PROBLEMS:
• a. In the GAN article, repeat word for word the passage starting at "In machine learning, we" and ending at "different distribution P(X|Y).".
• b. Which probability distributions does the GAN article write out in mathematical notation? List each one.
• c. What are the two sub-models of a GAN called, according to the GAN article?

SELECTED EXCERPT:
"""

Generative Adversarial Networks

18 minute read

Published: June 01, 2021

Generative models are a class of statistical models that try to learn the underlying structure of given data. This is different from discriminative models that try to discriminate between different types of data.

In machine learning, we assume the data X in any dataset comes from some underlying distribution p(X). When we are dealing with a supervised learning problem a data point x is associated with its corresponding label y, and data corresponding to each class of labels come from a different distribution P(X|Y).

For example, let’s say we want to train an image classifier that can classify a given image as ‘cat’ or ‘dog’. We will train this model using a dataset of images with each image x having a corresponding label y - either ‘cat’ or ‘dog’. This classifier is an example of a discriminative model since it tries to discriminate the images of cats and dogs.

On the other hand, if we want to generate new images of dogs, we will need a generative model that can learn the properties of the underlying distribution of dog images and then sample new images from that distribution.

In the paper An Introduction to Variational Autoencoders, the two types of models are described as follows:

While in discriminative modeling one aims to learn a predictor given the observations, in generative modeling one aims to solve the more general problem of learning a joint distribution over all the variables. A generative model simulates how the data is generated in the real world. “Modeling” is understood in almost every science as unveiling this generating process by hypothesizing theories and testing these theories through observations.

In math terms:

Generative models try to model the joint distribution p(X, Y) while discriminative models try to model p(Y|X). You can see how generative models can be very powerful and we can get discriminative models from them whenever we want by conditioning on the input data. Unfortunately, making a good generative model is very difficult, as it has a much harder job to do, and if all we want to do is predict the labels for the input data, then training a discriminative model is usually a much simpler process and requires less training data and time. It also makes intuitive sense that generative modeling is much harder than discriminative modeling - most people need to think a lot to decide which restaurant they want to go to for dinner, but if someone else makes suggestions it is easy to decide whether that would be a good choice or not.

Popular examples of generative models include Generative Adversarial Models (GANs), which we will see in the next sections, and Variational Autoencoders (VAEs).

Intro

GANs are generative models that try to learn the underlying distribution of a given dataset by making two sub-models compete against each other in a zero-sum game. For example, we might give the model a large number of images of human faces and then the GAN should hopefully learn to generate new realistic images of people that aren’t in the dataset. The two sub-models are called the generator and the discriminator.

The generator is the thing that does the generative modeling and tries to create new points that plausibly come from the same dataset. The discriminator tries to discriminate whether a particular image came from the real dataset or the generator.

Loss function

Since there are two different models in GANs that work against each other, we need two loss functions to train them, one for each.

"""

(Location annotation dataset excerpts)
"""

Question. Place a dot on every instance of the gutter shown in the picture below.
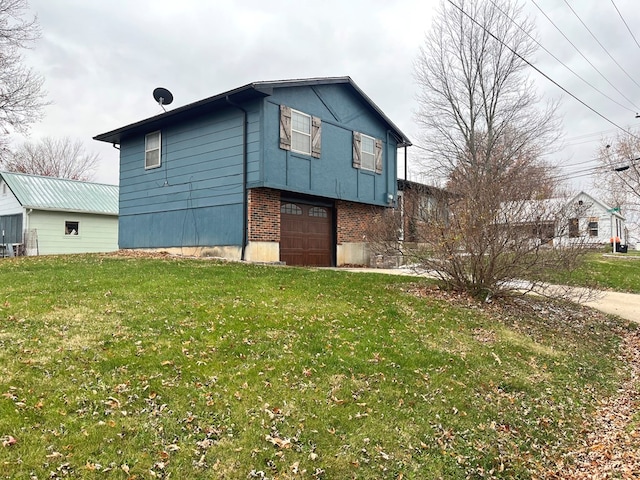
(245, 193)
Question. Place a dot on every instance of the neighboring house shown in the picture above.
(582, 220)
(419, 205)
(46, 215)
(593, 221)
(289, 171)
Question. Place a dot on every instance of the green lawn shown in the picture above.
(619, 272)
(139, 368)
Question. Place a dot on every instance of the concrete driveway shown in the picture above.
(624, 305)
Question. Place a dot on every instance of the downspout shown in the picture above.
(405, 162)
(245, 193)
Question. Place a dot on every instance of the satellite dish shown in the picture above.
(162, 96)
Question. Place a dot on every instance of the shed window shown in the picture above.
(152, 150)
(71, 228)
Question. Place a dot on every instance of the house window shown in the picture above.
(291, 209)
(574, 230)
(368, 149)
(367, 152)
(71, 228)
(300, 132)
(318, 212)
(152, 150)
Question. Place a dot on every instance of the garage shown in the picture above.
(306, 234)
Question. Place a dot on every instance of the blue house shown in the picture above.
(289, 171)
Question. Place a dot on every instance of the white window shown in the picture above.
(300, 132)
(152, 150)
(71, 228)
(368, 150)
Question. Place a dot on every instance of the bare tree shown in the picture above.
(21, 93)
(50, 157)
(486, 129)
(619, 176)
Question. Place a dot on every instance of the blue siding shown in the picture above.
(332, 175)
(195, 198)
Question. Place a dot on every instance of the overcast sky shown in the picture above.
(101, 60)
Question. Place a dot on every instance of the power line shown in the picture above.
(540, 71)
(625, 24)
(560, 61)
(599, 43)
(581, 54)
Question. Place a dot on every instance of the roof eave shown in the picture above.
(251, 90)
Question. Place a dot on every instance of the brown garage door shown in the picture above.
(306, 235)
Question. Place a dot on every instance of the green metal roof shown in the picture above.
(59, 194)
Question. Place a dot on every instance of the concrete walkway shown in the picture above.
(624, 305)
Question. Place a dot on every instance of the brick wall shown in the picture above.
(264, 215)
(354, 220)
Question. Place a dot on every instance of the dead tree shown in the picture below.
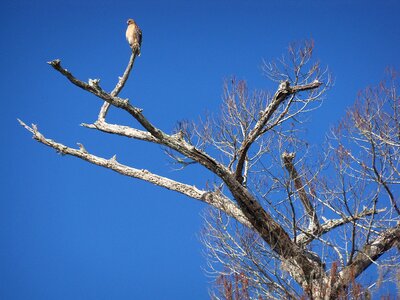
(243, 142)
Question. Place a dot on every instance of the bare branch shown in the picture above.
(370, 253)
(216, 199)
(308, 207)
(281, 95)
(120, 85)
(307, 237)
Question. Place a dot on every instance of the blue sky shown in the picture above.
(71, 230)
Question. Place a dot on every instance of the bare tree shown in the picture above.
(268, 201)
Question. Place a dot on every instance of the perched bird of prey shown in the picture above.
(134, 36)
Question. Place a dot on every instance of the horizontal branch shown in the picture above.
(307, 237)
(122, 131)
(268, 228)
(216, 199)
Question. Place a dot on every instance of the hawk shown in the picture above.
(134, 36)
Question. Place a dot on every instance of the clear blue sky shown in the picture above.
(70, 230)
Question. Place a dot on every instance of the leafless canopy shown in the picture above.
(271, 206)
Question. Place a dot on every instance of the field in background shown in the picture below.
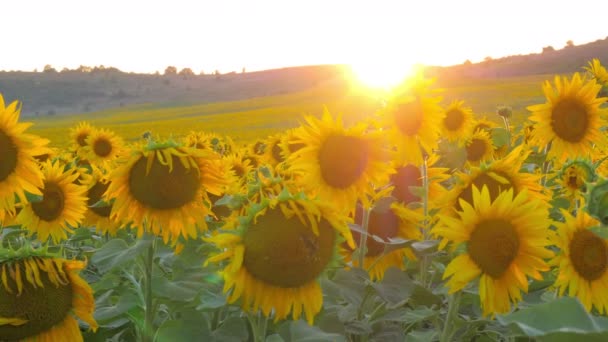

"""

FULL ANSWERS:
• a.
In machine learning, we assume the data X in any dataset comes from some underlying distribution p(X). When we are dealing with a supervised learning problem a data point x is associated with its corresponding label y, and data corresponding to each class of labels come from a different distribution P(X|Y).

• b.
p(X)
P(X|Y)
p(X, Y)
p(Y|X)

• c. The generator and the discriminator.